• **QUOTED PASSAGE**:
-*-

Everything that has life is more or less influenced by circumstances and environment. This is true in the natural growth and development of the vegetable kingdom. Certain flora develop fully only in certain attitudes and soils and no where else. They take on an entirely different form under other circumstances and environment. The trees in the open show the constant effect of pressure from prevailing wind.


Years ago, Connecticut (USA) horticulturists raised quantities of peaches; then suddenly all the peace trees died, and for about fifty years no peaches were grown in the state. Then Mr. J. H. Hale discovered that peaches thrive only in soil rich in potash. Returning to Connecticut, he analyzed the soil where peaches had failed, and found there was very little or no potash in that soil. If potash is supplied, ripe delicious and full flavoured peaches will grow abundantly. This base element was probably destroyed by the centuries long moisture of the ocean aside. 


The same susceptibility to influences is true in the animal kingdom. Animals from certain parts of the earth’s surface develop peculiarities of their own, which are entirely different from their close relatives elsewhere. They can withstand certain influences and hold their own under adverse conditions which would be fatal to another of the same species developed under differing circumstances. In other words, the develop a protective immunity against their environmental conditions. The polar bear is immune to the shivering cold of the Arctic, but is susceptible and soon succumbs to the influence of warm elimates.

-*-

• **WHAT YOU WILL DO**: Write out the entire passage on how circumstances and environment shape living things.

Collection entries:
-*-

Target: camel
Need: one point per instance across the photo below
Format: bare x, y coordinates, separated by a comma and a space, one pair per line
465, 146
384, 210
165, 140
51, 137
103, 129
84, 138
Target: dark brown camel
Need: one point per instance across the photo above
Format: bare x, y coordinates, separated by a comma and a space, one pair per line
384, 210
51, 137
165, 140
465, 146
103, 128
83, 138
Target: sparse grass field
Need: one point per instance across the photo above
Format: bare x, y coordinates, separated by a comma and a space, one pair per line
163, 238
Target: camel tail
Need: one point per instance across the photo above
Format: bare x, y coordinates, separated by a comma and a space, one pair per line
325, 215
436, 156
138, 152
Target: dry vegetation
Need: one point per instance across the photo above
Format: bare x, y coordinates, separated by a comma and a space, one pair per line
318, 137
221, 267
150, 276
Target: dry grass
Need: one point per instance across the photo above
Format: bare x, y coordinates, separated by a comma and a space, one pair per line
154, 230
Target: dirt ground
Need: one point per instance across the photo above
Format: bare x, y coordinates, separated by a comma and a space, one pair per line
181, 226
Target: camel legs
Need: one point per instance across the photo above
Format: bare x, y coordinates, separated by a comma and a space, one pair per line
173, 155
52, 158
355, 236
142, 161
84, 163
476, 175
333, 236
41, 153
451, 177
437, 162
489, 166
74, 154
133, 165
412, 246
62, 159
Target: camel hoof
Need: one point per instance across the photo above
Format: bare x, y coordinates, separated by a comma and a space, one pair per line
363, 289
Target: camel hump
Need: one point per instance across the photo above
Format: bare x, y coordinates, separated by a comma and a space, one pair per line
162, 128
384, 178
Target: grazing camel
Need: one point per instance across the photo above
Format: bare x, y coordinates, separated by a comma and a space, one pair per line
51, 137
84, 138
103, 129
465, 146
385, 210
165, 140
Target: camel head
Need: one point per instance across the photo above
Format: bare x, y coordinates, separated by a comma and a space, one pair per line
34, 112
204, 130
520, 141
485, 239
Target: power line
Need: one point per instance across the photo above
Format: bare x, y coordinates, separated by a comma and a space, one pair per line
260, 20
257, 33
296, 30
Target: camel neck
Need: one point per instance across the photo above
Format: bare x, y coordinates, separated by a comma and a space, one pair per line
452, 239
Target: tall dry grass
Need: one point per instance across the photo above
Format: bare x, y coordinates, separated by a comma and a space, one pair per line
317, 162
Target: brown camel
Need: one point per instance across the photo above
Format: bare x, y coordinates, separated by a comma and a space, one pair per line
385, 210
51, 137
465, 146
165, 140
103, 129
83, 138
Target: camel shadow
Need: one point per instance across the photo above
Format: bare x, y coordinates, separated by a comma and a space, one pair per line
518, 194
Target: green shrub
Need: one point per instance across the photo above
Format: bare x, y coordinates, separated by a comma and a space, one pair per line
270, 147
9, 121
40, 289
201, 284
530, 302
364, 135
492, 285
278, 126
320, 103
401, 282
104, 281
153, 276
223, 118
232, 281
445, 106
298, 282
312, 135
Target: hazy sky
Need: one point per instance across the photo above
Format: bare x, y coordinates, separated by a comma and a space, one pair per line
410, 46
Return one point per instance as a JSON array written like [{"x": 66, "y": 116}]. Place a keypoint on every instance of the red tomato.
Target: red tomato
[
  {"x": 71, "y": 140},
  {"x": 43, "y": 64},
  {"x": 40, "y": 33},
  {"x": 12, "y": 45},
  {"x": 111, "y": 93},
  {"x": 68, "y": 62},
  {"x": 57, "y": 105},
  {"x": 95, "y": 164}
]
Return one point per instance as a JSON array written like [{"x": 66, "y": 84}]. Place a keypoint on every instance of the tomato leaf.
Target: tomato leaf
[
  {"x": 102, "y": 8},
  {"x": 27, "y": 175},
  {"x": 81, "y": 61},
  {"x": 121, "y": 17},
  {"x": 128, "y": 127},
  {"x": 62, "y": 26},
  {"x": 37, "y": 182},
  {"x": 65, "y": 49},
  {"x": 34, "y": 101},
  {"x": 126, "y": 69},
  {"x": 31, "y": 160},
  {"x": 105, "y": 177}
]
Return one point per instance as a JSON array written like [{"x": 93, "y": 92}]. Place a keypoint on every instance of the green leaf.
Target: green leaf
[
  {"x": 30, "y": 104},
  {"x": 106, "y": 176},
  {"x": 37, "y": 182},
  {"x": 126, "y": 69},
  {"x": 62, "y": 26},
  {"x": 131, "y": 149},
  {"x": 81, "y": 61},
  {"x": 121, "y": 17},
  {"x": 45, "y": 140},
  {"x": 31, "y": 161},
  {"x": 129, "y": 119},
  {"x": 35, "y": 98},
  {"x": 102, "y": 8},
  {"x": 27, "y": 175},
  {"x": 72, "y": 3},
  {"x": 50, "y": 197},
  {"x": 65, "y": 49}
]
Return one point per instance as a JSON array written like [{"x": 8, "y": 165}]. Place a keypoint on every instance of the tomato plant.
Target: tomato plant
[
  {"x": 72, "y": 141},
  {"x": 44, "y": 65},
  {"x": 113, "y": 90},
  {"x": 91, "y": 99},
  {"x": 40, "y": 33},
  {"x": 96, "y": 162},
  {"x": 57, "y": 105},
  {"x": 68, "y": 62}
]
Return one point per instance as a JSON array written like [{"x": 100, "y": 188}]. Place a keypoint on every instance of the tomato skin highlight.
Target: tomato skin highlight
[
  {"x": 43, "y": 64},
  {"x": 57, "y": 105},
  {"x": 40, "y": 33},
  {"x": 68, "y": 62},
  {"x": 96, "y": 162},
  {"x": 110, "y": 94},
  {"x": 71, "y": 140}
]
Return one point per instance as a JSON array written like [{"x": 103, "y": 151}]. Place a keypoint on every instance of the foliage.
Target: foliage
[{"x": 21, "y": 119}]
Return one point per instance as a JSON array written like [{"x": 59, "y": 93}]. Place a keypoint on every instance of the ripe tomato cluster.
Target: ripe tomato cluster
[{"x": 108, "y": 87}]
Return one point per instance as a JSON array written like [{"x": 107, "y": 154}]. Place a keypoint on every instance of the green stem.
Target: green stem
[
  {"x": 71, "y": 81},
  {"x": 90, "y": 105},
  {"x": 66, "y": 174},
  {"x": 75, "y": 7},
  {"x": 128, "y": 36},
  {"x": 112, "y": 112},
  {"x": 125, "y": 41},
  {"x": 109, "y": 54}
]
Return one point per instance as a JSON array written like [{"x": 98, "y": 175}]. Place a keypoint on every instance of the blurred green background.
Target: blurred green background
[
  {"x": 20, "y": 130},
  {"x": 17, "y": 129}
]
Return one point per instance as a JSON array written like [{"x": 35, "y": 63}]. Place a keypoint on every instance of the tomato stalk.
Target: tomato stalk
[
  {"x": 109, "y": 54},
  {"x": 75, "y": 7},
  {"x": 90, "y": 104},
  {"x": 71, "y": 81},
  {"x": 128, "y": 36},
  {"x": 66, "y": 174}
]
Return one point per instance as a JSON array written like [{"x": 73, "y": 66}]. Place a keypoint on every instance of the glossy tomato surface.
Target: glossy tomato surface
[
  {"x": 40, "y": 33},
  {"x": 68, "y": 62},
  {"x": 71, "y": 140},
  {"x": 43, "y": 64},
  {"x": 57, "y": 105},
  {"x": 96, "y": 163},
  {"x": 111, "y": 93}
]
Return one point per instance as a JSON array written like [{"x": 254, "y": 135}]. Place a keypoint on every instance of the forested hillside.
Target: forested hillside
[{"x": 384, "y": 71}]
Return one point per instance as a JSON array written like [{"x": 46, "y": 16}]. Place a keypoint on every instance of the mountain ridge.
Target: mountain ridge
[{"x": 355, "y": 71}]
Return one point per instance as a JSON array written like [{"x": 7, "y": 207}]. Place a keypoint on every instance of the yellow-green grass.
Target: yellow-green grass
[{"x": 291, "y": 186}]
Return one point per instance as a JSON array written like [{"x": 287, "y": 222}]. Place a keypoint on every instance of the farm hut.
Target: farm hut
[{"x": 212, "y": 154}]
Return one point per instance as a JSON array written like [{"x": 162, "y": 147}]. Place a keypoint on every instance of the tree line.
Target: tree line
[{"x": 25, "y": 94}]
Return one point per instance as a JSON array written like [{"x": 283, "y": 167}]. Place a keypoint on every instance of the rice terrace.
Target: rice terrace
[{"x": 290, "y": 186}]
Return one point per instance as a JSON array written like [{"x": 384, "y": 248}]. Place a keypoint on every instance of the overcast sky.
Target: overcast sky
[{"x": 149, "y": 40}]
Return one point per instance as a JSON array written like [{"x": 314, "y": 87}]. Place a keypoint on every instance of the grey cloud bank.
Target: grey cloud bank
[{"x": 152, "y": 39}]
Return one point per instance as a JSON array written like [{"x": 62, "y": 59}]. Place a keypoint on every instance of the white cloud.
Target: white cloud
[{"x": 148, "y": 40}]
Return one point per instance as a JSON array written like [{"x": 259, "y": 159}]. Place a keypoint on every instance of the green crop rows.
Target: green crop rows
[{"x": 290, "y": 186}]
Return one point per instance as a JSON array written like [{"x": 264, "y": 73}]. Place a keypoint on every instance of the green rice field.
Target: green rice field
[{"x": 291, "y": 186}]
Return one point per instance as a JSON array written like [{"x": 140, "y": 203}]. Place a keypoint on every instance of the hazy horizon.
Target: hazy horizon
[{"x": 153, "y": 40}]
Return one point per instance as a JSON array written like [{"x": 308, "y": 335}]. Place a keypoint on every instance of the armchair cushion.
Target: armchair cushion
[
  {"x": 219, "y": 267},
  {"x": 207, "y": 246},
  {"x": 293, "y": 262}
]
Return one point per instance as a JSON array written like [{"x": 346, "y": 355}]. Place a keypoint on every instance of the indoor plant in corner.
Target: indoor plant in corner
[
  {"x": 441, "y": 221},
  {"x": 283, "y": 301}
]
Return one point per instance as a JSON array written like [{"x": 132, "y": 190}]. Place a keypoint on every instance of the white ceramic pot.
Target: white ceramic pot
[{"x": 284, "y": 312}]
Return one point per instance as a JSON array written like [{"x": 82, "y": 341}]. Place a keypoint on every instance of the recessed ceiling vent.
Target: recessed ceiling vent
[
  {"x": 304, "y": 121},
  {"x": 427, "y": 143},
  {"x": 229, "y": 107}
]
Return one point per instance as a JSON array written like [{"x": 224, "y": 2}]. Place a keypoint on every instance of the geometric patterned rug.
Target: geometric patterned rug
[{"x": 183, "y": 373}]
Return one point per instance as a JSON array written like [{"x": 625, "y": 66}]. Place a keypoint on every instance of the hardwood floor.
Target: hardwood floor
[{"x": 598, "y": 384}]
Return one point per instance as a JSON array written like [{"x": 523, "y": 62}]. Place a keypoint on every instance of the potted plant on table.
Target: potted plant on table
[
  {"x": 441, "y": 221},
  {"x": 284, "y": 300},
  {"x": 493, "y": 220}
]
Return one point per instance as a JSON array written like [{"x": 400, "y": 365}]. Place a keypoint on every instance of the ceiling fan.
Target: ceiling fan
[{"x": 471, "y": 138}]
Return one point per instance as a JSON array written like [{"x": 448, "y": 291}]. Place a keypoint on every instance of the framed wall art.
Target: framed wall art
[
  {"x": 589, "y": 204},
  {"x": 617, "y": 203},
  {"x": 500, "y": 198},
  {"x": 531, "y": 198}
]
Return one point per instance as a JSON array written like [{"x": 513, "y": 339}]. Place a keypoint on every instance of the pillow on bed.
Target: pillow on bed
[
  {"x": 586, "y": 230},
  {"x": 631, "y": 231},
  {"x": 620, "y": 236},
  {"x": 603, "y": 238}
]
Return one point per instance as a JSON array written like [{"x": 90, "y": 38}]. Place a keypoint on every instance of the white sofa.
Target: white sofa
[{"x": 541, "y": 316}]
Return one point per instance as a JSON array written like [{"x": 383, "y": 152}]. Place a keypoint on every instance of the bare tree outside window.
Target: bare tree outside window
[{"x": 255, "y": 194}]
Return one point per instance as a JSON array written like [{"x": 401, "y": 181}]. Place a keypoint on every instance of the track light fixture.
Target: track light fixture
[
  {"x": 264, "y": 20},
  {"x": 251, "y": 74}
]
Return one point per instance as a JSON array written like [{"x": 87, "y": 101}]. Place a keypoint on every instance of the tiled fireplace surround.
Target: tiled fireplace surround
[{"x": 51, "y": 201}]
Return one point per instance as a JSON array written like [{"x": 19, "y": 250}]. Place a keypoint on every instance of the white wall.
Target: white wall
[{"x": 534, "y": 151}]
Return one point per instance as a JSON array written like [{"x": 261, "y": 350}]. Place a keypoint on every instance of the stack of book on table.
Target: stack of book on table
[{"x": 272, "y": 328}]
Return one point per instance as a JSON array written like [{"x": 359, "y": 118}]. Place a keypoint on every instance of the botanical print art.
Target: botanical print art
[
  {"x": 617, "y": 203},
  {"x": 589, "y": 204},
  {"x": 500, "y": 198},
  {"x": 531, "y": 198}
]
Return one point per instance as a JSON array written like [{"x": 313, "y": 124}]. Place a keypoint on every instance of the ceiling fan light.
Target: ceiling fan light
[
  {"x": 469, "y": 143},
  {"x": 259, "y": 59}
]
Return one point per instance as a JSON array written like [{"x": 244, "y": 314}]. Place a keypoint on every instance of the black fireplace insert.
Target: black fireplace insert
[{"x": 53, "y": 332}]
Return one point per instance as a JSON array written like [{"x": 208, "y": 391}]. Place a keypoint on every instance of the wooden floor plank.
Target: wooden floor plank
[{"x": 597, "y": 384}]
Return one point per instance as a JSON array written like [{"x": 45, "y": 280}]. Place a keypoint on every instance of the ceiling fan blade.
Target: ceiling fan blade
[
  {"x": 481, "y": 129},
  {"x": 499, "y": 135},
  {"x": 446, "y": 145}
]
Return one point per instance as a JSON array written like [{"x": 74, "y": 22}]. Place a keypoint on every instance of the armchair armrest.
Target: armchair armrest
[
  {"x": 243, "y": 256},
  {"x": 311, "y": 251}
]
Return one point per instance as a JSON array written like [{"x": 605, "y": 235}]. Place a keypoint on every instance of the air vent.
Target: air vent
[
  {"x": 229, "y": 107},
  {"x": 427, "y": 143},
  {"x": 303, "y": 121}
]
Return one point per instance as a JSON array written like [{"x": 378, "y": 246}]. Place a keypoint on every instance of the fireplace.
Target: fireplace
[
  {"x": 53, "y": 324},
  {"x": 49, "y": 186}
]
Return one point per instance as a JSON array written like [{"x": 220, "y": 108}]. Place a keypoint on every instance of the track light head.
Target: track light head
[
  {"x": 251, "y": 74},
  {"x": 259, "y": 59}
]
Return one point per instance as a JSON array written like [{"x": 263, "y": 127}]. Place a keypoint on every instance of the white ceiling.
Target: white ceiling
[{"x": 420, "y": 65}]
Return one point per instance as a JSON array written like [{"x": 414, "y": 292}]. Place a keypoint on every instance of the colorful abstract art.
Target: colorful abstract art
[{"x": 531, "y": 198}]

-*-

• **TASK OUTPUT**:
Everything that has life is more or less influenced by circumstances and environment. This is true in the natural growth and development of the vegetable kingdom. Certain flora develop fully only in certain attitudes and soils and no where else. They take on an entirely different form under other circumstances and environment. The trees in the open show the constant effect of pressure from prevailing wind.


Years ago, Connecticut (USA) horticulturists raised quantities of peaches; then suddenly all the peace trees died, and for about fifty years no peaches were grown in the state. Then Mr. J. H. Hale discovered that peaches thrive only in soil rich in potash. Returning to Connecticut, he analyzed the soil where peaches had failed, and found there was very little or no potash in that soil. If potash is supplied, ripe delicious and full flavoured peaches will grow abundantly. This base element was probably destroyed by the centuries long moisture of the ocean aside. 


The same susceptibility to influences is true in the animal kingdom. Animals from certain parts of the earth’s surface develop peculiarities of their own, which are entirely different from their close relatives elsewhere. They can withstand certain influences and hold their own under adverse conditions which would be fatal to another of the same species developed under differing circumstances. In other words, the develop a protective immunity against their environmental conditions. The polar bear is immune to the shivering cold of the Arctic, but is susceptible and soon succumbs to the influence of warm elimates.